--- START OF Listed records ---
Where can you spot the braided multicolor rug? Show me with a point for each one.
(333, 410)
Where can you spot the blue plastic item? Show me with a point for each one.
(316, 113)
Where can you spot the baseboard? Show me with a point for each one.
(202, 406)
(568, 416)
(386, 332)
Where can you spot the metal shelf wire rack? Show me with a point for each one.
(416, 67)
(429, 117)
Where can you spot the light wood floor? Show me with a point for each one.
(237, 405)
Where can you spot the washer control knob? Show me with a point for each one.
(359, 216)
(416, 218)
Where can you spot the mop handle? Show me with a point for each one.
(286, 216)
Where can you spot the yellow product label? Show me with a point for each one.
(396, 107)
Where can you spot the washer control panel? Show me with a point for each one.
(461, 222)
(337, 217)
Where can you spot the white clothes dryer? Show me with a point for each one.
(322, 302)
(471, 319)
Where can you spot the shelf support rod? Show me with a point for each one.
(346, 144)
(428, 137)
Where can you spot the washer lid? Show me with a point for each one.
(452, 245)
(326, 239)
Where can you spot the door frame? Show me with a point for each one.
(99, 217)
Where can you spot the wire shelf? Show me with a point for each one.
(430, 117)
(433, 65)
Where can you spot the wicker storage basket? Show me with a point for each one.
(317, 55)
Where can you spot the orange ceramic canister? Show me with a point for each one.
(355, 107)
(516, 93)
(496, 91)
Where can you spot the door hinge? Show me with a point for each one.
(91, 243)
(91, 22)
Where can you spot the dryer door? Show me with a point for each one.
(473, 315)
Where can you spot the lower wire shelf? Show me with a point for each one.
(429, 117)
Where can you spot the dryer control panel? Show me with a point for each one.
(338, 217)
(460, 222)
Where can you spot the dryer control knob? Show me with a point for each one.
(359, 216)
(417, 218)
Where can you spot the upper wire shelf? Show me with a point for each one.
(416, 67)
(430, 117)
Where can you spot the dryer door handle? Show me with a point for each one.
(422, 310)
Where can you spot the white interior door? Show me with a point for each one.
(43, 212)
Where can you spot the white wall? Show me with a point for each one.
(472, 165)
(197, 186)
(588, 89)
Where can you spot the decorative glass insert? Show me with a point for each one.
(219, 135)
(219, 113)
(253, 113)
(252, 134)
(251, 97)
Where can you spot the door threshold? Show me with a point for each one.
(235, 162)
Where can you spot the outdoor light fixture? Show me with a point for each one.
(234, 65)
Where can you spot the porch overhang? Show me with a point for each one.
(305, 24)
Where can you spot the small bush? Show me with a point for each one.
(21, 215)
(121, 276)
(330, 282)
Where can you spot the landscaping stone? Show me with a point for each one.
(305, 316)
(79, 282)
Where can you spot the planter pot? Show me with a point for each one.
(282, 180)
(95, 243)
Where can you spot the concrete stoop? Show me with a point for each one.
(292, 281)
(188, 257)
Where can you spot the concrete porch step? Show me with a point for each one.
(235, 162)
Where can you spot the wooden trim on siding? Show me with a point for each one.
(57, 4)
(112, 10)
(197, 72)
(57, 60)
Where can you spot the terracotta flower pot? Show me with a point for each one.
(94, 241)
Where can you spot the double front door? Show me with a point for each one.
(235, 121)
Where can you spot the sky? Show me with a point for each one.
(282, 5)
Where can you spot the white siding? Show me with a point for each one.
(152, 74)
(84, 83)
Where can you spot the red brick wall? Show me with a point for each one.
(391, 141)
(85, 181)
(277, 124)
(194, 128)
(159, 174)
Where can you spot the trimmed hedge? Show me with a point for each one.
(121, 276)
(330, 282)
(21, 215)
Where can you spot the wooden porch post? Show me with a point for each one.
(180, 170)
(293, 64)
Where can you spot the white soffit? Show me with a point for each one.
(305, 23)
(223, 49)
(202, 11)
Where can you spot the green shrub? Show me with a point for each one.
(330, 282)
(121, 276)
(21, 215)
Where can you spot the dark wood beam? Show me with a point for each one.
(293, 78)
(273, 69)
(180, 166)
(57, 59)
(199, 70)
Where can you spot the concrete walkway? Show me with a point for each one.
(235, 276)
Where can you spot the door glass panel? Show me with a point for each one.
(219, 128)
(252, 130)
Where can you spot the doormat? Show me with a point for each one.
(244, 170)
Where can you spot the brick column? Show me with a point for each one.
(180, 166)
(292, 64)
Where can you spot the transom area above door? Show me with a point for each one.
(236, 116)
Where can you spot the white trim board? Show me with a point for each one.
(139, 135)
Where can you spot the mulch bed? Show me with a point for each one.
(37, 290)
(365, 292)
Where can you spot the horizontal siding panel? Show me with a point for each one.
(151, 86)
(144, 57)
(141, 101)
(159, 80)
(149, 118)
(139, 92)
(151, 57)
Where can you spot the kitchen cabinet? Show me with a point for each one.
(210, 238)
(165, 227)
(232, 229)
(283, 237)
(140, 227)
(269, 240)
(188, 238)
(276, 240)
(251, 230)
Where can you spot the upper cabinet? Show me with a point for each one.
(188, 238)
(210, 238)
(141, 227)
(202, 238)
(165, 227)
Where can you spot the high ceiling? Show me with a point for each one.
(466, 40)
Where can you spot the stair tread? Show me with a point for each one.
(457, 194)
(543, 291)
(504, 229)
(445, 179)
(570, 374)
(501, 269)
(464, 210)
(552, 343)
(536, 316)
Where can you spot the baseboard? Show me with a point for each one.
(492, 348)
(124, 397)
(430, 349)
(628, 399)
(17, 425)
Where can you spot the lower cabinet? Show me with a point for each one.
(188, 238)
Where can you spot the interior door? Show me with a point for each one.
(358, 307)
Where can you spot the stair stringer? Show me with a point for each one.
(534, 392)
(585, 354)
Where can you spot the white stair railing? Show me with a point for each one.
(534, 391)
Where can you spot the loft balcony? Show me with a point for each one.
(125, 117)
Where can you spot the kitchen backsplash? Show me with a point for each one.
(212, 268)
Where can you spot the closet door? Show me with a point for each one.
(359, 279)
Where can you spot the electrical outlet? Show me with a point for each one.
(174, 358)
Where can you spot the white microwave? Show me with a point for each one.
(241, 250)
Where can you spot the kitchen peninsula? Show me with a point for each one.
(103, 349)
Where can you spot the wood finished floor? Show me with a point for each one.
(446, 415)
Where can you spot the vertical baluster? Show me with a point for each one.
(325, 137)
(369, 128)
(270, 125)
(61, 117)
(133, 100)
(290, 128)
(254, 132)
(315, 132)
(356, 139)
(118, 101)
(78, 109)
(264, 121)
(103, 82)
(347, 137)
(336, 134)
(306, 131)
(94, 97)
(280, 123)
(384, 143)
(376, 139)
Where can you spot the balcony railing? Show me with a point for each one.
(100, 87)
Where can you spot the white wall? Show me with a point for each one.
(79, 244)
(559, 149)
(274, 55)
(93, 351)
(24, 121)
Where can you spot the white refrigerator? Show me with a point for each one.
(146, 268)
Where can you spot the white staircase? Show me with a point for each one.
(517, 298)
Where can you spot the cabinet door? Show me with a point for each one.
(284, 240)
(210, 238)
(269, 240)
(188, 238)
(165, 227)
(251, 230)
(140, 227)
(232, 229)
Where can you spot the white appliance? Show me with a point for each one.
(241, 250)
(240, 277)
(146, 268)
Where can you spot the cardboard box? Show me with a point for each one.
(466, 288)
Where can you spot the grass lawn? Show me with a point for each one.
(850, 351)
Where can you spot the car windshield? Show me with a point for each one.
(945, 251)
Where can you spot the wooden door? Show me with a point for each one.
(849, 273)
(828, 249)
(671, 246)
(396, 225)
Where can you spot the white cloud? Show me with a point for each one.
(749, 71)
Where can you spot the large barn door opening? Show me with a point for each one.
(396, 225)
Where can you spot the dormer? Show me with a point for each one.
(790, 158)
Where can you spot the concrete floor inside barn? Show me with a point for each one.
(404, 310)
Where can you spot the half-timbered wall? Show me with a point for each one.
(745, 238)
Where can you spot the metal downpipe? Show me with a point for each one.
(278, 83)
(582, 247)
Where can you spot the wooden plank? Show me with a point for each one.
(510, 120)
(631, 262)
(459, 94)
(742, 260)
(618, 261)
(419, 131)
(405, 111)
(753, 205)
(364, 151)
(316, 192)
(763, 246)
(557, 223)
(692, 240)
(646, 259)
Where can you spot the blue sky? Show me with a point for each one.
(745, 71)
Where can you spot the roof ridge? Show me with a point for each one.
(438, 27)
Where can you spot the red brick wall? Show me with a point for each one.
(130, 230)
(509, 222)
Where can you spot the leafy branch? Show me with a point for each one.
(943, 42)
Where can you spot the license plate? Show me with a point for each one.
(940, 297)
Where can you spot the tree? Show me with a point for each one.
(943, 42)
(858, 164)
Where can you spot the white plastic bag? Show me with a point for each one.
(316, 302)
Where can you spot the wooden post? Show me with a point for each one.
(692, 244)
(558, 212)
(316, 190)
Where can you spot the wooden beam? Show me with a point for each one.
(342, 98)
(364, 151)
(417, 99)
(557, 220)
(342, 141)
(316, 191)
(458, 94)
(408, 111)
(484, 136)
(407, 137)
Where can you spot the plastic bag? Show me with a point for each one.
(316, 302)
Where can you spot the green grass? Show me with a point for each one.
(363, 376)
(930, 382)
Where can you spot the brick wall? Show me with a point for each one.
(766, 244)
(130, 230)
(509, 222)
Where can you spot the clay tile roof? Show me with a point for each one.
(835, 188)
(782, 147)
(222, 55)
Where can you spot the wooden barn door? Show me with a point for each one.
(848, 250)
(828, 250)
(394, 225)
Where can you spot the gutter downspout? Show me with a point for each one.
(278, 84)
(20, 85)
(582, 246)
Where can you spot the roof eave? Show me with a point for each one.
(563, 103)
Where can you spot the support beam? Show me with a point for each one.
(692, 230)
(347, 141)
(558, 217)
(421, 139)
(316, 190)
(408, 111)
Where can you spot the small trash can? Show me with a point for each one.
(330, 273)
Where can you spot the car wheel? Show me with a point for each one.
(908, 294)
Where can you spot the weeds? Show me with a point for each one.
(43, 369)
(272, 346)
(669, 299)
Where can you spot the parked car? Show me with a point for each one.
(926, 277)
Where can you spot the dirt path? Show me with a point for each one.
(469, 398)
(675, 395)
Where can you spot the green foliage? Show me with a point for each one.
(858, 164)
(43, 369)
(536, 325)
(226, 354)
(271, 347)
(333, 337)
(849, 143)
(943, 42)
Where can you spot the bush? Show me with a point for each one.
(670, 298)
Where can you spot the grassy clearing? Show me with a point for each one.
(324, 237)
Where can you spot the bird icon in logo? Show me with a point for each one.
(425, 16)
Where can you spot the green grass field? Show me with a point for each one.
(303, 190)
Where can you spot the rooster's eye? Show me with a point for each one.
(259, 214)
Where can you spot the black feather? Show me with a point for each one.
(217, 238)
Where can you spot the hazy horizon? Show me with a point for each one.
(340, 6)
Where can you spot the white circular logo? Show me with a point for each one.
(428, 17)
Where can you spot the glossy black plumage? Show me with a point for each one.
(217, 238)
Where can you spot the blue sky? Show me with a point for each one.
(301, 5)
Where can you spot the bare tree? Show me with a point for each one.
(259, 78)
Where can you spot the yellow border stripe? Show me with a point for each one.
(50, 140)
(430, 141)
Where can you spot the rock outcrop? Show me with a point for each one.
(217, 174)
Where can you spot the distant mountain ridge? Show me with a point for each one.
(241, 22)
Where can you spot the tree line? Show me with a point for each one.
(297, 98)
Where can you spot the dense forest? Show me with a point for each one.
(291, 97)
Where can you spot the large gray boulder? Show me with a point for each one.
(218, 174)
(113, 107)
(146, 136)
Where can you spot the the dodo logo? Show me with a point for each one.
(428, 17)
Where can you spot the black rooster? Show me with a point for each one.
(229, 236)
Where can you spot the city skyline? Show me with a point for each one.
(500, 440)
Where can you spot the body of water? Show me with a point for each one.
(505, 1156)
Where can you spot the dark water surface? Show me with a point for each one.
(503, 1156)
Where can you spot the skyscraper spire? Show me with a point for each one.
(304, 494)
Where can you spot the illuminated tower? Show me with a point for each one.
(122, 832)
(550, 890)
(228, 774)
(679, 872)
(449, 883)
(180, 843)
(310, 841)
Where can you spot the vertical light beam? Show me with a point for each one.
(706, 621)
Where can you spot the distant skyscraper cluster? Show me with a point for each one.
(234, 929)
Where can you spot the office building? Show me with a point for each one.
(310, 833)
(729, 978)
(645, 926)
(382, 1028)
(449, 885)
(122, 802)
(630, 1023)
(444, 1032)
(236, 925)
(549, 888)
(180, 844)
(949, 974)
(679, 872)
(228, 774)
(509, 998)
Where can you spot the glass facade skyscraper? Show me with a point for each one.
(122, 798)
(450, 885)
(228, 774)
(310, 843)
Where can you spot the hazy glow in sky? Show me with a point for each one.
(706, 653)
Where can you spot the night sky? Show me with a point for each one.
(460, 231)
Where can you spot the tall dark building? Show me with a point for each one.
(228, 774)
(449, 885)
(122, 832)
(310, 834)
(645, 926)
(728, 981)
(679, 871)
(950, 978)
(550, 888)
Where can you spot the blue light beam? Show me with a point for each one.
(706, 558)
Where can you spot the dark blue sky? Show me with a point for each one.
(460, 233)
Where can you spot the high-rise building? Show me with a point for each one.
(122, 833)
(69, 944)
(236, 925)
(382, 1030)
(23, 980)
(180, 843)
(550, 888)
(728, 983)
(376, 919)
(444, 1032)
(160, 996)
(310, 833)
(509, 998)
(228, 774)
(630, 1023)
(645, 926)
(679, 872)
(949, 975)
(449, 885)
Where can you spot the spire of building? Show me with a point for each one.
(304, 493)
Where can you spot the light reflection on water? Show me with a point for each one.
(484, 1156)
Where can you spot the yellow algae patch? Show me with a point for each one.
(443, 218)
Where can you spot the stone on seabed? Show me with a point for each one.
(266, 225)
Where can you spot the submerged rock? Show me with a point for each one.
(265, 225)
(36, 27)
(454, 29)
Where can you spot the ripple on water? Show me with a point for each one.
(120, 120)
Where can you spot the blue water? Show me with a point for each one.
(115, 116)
--- END OF Listed records ---
-- Request --
Please copy out the records word for word, starting with the line that contains "Where can you spot the light reflection" (that line included) and running through the last line of the records.

-- Solution to the problem --
Where can you spot the light reflection on water? Show me with a point for each one.
(484, 1156)
Where can you spot the yellow algae patch? Show me with a point for each one.
(443, 218)
Where can you spot the stone on seabed? Show me with a point for each one.
(266, 225)
Where can you spot the submerged rock? Show me with a point for each one.
(265, 225)
(36, 27)
(454, 29)
Where can you spot the ripple on water? Show me with a point for each one.
(120, 120)
Where can you spot the blue water? Show me with a point for each one.
(115, 116)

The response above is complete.